SOURCE EXTRACT
---*---
Elasticsearch-dsl-py: Allow index settings in Meta.index

Created on 1 Jan 2018  Â·  19Comments  Â·  Source: elastic/elasticsearch-dsl-py

Currently, when defining a new DocType you have to create a separate Index object if you wish to configure any index-level settings. With the deprecation of multiple types in elasticsearch 6.0 it might make more sense to just allow the index settings to configurable on the DocType itself in some fashion.

This would then allow even for situations where given DocType is present in multiple indices (time-based indices for example) meaning its Meta.index would specify a wildcard (products-* for example) and provide settings which would then allow it to generate and save an IndeTemplate and/or create any particular index via the init classmethod.

Any ideas and feedback is more than welcome!

Inspired by @3lnc's comment: https://github.com/elastic/elasticsearch-dsl-py/issues/779#issuecomment-350047587

enhancement discuss

Most helpful comment

I absolutely agree that Index/DocType distinction is no longer useful. What if we changed things around a bit, just brainstorming here so not all might make it to the target design or even make sense:

  • rename DocType to Document
  • remove all index-related options from Meta and ._doc_type

    • including init and index name

  • add class Index: as an (optional) section to Document that can contain definitions for:

    • index name (can contain a wildcard)
---*---
RAW RECORDS
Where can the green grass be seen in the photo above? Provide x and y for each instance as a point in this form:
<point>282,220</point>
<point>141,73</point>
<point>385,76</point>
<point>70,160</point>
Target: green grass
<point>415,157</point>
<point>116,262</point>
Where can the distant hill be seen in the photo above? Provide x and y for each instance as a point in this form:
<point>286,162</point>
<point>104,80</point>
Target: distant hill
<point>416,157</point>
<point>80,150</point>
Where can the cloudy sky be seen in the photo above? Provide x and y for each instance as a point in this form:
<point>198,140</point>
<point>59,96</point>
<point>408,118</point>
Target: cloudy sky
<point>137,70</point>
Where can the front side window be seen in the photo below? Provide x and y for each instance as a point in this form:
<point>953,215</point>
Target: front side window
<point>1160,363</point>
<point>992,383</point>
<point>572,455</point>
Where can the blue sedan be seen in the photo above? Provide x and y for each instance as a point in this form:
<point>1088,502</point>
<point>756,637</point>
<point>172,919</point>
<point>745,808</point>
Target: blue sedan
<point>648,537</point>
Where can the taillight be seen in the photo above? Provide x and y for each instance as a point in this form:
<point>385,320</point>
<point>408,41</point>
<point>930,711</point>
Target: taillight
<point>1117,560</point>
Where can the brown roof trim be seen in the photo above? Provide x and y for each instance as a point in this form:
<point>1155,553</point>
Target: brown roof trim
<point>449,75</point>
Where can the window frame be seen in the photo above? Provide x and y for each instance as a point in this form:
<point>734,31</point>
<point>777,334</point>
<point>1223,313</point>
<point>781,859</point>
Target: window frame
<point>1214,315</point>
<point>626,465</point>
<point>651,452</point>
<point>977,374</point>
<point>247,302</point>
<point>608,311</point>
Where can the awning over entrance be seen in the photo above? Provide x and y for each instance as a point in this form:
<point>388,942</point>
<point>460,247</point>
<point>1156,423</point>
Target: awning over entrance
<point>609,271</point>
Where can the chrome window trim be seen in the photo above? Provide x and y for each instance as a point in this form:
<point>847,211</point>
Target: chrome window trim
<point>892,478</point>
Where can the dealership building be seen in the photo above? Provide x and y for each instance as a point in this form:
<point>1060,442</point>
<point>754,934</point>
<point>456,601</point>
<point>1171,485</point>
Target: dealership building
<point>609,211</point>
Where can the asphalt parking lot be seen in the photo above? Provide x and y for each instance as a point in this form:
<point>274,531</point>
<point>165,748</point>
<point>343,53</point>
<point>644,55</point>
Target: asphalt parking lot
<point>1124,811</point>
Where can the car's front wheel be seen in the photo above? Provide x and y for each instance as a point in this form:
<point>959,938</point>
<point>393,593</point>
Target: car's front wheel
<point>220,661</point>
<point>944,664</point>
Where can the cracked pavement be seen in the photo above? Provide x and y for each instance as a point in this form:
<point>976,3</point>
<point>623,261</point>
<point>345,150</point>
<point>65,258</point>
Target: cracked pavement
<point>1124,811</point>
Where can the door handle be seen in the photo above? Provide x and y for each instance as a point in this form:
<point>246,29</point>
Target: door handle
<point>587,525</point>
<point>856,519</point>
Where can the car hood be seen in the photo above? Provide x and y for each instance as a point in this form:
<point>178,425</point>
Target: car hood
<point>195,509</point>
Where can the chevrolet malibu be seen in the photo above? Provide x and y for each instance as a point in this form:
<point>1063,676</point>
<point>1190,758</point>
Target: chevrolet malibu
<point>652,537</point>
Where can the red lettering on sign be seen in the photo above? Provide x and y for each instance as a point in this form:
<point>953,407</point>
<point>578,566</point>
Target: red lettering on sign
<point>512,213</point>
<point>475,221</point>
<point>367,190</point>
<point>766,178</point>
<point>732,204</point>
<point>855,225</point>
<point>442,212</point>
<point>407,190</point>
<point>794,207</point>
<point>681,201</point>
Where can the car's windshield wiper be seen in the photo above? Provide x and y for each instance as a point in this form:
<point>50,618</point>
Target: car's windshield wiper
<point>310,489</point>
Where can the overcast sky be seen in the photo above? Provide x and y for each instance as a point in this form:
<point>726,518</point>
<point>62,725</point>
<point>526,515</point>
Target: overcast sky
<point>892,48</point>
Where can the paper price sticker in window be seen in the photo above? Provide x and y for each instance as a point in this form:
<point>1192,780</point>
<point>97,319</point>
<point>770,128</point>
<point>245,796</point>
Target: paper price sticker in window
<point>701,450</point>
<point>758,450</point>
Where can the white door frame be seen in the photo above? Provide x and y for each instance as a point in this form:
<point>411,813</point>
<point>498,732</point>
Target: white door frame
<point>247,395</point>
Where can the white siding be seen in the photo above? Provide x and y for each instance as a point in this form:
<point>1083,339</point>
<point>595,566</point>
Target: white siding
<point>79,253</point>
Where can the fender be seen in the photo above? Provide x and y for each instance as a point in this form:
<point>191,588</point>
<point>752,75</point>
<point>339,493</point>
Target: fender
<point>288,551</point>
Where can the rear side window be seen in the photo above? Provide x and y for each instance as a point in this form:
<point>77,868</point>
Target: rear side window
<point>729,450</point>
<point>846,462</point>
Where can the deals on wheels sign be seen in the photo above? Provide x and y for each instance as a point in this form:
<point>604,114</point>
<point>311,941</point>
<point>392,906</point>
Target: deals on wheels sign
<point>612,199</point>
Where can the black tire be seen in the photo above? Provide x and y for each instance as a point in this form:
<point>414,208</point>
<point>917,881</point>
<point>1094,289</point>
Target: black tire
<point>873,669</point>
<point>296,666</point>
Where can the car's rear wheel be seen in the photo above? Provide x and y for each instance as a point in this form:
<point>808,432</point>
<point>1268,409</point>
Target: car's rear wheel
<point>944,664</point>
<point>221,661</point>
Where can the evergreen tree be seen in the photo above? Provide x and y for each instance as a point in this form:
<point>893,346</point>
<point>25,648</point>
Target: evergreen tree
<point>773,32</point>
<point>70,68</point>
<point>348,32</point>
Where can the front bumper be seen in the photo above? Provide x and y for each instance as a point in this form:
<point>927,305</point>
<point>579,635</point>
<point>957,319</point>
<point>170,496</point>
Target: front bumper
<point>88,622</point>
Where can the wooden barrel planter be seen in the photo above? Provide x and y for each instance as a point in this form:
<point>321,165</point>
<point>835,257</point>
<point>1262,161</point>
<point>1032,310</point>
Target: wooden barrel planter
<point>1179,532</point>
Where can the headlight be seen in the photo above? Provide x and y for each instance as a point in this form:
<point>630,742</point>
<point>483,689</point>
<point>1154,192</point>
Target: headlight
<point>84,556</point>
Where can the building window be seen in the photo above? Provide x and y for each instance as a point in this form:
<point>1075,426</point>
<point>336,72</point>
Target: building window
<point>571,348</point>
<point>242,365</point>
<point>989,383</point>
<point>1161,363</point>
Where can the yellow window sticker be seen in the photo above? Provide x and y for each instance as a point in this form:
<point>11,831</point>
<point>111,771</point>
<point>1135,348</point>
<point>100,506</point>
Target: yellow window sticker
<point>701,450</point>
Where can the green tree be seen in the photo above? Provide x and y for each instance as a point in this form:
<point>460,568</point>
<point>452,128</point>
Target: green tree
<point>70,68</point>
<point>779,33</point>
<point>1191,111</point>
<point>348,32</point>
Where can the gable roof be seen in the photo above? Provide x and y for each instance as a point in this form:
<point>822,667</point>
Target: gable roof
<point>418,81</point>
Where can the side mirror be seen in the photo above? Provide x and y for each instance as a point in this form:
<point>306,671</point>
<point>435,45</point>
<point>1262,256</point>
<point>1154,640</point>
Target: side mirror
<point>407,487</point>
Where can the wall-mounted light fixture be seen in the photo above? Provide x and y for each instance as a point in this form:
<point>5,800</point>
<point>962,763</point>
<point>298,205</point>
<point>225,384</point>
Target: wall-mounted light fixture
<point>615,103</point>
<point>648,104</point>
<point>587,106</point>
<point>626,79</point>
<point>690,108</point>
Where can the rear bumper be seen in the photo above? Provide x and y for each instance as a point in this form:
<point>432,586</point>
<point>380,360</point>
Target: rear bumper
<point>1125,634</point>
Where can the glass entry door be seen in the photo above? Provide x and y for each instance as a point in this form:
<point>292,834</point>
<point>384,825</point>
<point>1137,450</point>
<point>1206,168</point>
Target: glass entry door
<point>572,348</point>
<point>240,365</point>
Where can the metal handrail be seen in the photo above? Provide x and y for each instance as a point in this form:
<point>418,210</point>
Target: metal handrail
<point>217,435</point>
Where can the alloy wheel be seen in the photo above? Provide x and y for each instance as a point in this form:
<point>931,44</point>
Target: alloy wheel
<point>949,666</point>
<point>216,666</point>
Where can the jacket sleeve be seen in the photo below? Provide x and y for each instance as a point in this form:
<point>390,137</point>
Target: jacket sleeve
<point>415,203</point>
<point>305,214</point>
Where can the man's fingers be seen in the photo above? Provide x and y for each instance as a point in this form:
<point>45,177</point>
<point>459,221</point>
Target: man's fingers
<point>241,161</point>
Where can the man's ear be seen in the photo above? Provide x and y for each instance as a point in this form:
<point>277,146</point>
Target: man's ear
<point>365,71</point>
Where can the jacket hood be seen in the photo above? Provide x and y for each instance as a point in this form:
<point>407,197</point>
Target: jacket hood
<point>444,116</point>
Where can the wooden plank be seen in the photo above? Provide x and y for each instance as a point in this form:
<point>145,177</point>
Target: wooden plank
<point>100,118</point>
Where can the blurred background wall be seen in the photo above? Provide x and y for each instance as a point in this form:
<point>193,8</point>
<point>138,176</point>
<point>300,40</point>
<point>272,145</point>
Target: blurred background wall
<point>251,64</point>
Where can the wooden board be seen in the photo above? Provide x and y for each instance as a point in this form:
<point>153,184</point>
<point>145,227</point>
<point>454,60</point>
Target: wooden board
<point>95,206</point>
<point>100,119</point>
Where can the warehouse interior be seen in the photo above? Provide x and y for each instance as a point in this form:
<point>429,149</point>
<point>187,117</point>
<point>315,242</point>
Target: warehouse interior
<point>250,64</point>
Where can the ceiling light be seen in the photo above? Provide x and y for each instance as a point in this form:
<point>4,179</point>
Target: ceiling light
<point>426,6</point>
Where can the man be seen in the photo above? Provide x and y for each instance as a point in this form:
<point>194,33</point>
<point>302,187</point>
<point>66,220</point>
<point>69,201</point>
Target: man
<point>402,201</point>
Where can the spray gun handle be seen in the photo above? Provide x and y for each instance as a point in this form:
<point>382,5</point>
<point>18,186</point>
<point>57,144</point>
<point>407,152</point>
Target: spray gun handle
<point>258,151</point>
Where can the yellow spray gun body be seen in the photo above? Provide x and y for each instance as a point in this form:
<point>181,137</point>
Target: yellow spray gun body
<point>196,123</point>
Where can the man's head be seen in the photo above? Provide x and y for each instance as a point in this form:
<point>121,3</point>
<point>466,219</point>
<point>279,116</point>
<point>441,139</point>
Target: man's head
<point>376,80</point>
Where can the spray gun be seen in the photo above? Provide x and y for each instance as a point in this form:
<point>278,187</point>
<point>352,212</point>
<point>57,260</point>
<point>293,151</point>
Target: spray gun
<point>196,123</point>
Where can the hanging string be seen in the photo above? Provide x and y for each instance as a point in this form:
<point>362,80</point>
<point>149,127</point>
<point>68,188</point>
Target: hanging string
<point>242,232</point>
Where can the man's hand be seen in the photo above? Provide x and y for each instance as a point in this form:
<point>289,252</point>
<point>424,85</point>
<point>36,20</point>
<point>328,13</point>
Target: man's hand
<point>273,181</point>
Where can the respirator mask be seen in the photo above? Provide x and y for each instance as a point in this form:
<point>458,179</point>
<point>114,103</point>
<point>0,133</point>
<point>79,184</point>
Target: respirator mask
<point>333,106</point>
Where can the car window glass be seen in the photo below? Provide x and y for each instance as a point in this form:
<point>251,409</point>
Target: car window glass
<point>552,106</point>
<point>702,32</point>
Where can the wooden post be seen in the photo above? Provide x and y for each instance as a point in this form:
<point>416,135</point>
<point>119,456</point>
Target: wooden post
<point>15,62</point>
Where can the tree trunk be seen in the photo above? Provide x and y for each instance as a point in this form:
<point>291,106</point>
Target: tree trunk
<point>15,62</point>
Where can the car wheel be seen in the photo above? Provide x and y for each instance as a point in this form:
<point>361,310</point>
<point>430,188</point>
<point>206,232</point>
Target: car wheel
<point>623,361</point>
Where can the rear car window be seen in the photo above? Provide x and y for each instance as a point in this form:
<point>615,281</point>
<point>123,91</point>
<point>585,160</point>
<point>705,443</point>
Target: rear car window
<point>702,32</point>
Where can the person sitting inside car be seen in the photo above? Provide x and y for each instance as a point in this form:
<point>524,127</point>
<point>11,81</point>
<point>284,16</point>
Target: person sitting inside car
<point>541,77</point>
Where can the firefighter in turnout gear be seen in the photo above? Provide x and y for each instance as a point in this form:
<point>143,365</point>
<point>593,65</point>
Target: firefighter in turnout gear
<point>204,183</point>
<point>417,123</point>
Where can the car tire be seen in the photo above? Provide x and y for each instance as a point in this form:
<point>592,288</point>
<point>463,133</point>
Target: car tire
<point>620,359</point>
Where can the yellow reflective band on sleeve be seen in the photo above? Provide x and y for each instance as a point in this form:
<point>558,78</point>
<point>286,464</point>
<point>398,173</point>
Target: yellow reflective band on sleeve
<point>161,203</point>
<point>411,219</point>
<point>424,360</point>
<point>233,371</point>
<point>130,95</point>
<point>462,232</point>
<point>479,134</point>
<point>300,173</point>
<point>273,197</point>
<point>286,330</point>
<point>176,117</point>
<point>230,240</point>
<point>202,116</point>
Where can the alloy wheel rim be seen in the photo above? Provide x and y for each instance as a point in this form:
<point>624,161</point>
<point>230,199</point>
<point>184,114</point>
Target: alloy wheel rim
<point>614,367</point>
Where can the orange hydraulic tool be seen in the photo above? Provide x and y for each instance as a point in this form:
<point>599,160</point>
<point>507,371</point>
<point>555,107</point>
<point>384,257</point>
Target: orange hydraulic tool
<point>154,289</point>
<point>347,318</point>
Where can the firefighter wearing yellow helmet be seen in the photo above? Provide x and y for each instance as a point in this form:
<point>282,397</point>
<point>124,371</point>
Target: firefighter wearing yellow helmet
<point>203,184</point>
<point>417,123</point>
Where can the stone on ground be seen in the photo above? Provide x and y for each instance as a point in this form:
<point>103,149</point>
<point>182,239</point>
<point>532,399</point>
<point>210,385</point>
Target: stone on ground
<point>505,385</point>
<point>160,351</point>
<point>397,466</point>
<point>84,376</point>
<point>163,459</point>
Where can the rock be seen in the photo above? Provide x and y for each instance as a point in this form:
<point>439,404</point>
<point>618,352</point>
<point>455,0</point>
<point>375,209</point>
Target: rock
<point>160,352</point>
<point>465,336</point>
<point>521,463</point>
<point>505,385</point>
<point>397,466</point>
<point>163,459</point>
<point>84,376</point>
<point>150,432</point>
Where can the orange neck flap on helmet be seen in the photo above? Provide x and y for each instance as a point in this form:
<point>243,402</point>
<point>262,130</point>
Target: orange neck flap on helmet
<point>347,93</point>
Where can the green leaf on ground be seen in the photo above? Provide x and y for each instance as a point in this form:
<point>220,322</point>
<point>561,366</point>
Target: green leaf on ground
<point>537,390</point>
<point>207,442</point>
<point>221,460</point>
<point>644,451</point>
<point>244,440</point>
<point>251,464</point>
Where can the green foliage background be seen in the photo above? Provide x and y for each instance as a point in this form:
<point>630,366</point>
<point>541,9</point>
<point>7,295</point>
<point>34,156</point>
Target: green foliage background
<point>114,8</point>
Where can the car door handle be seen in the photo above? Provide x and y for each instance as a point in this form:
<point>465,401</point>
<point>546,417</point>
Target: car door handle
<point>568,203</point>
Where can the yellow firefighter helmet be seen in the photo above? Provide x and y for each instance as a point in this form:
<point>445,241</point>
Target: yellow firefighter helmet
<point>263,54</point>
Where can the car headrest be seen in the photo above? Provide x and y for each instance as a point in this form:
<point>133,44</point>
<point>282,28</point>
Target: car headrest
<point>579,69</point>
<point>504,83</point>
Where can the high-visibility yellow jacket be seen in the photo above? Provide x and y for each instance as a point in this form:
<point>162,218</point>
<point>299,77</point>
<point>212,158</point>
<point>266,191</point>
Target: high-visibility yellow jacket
---*---
TO-DO LIST
(a) Shorten the paragraph in the issue that begins "Currently, when defining a new DocType", keeping its main facts.
(b) Rewrite the issue from "This would then" to "the init classmethod.", putting "date-based" in place of "time-based".

FINAL ANSWERS
(a) Right now, configuring any index-level settings for a new DocType means creating a separate Index object. Since Elasticsearch 6.0 deprecates multiple types, it may make more sense to allow those settings to be configured on the DocType itself.

(b)
This would then allow even for situations where given DocType is present in multiple indices (date-based indices for example) meaning its Meta.index would specify a wildcard (products-* for example) and provide settings which would then allow it to generate and save an IndeTemplate and/or create any particular index via the init classmethod.